▶ [Exercise]: What is the number of lines in the records that contain "hillside"? Give only that number.

━━ Excerpted data

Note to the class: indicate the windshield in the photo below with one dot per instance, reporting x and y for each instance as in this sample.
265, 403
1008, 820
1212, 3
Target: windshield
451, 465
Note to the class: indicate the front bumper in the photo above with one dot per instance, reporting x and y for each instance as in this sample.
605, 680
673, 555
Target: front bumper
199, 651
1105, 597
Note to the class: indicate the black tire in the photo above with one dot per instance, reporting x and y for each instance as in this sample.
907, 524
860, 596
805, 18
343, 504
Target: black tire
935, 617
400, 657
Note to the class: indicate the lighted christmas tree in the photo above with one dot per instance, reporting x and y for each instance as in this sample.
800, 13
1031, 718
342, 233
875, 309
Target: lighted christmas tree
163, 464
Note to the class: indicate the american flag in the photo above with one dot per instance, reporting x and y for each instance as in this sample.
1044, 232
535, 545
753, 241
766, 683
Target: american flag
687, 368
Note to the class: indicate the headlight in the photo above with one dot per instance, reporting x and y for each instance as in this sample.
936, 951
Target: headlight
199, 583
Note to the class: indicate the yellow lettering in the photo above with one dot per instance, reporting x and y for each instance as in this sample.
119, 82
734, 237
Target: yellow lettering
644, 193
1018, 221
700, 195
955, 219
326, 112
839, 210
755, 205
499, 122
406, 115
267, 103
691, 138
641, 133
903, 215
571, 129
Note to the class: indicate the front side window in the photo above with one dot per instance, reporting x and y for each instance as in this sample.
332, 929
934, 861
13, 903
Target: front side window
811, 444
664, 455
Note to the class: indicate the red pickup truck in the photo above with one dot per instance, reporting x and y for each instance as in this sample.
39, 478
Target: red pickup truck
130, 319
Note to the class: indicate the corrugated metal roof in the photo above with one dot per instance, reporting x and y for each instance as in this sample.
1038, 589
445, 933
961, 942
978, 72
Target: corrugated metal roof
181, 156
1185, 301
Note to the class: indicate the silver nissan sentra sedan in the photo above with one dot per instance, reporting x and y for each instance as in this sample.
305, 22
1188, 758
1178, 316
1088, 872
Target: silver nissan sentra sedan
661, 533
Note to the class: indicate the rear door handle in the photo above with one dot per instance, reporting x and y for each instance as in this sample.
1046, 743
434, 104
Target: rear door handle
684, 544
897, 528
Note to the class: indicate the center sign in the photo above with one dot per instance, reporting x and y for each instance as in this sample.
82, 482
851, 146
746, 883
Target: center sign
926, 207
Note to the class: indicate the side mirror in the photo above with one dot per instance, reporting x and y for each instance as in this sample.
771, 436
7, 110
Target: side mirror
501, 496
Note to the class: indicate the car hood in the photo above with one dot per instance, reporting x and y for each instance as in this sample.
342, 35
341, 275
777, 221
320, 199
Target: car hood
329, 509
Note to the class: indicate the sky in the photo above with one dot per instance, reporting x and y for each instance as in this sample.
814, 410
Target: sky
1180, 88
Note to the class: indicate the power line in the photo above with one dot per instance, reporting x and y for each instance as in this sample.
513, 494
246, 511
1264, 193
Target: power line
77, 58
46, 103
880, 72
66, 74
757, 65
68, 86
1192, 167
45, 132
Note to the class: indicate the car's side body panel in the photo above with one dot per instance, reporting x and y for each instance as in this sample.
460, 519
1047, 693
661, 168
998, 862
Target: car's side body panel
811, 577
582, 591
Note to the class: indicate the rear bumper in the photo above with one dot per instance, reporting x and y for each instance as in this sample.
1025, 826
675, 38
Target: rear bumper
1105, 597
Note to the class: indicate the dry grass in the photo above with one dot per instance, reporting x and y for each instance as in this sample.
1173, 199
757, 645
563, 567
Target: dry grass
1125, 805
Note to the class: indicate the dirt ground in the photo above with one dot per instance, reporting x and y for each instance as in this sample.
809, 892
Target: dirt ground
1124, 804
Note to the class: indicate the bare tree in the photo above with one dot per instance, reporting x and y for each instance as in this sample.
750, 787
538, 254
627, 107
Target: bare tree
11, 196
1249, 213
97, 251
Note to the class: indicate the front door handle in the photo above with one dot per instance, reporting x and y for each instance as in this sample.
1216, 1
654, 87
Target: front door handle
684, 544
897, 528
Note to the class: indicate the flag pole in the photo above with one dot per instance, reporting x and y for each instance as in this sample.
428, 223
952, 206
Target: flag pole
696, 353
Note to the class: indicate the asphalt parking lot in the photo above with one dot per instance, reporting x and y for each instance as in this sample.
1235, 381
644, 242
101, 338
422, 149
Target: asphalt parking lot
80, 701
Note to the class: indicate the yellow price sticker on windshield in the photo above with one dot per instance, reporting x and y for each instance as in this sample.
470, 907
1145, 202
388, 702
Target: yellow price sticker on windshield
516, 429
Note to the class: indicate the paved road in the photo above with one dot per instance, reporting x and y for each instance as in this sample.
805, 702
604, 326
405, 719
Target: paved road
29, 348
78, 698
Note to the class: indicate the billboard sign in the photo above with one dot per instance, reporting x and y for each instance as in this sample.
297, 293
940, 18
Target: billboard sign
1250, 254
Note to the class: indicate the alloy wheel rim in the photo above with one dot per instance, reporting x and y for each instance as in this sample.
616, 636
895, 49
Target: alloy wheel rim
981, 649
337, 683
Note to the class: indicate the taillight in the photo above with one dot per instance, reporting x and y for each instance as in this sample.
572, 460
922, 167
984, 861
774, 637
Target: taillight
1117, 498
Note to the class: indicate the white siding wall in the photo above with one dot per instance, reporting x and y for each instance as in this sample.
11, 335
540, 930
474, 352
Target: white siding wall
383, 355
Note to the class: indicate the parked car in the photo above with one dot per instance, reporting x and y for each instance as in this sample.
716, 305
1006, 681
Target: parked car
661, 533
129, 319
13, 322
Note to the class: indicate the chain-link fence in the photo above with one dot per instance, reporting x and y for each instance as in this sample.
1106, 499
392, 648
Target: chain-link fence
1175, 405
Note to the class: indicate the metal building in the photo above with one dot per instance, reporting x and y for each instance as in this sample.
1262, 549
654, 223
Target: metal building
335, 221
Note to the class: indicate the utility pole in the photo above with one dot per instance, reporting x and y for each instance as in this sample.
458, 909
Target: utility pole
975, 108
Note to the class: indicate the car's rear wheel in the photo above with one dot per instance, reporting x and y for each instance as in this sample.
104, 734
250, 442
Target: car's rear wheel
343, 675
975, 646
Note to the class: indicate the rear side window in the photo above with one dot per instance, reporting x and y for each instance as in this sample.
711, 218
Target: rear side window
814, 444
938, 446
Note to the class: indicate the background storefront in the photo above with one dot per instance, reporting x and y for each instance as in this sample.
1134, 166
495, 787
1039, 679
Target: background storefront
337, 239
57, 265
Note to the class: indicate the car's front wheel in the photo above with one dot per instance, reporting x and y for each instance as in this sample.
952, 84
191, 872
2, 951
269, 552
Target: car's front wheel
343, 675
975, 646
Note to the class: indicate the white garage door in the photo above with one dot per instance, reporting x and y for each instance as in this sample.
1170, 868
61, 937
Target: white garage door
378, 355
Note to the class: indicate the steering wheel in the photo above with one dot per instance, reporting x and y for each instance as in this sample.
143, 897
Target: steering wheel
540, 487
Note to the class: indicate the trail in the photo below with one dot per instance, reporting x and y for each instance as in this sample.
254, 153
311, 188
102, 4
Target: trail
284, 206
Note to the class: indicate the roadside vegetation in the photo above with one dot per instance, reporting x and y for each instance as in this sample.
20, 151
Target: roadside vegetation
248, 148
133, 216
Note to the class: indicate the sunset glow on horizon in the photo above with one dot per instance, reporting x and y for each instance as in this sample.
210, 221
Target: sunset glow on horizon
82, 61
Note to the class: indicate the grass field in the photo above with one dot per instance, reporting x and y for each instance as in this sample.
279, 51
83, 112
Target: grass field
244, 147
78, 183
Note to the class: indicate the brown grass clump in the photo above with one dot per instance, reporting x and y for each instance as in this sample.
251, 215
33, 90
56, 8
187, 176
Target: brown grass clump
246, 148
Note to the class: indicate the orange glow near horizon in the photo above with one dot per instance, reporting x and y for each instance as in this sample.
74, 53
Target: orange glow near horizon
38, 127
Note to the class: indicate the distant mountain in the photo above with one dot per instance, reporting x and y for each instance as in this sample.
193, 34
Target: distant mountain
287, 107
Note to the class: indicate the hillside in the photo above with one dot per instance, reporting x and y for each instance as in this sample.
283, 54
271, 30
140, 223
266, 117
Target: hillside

━━━━

▶ [Reply to the exercise]: 2